* _WHAT YOU WILL DO_:
Put every line of the entries below into a JSON list of strings, one string per line, skipping blank lines. Leave the pictures out.

* _INFORMATION SHOWN_:
____________________
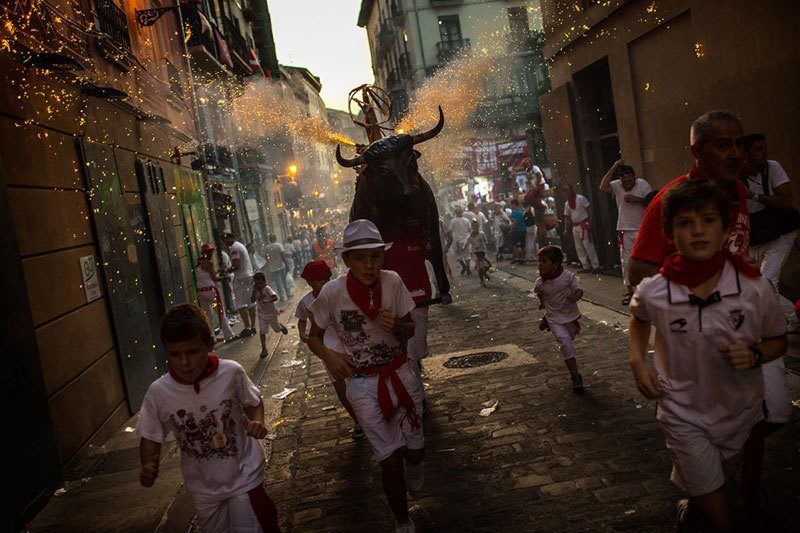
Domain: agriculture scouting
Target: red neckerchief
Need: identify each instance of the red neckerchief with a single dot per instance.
(367, 298)
(554, 275)
(211, 367)
(692, 273)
____________________
* _RESPONSE FOR THIS EXERCISE_:
[
  "Domain: agriculture scouting",
  "Target: red neckerchief",
  "Need: identify each instance of the red neckerchief with a single dot per instance.",
  "(367, 298)",
  "(554, 275)",
  "(211, 367)",
  "(692, 273)"
]